# Bounding box annotation entries:
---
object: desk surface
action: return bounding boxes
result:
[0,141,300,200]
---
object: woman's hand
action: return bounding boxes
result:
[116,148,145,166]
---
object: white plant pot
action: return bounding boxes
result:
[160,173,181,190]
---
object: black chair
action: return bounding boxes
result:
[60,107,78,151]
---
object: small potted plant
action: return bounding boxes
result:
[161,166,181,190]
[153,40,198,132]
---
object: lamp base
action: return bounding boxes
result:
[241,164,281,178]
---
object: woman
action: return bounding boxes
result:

# AIM:
How many lines in the rows above contain the string "object"? Give only the number.

# PROBLEM SOLUTION:
7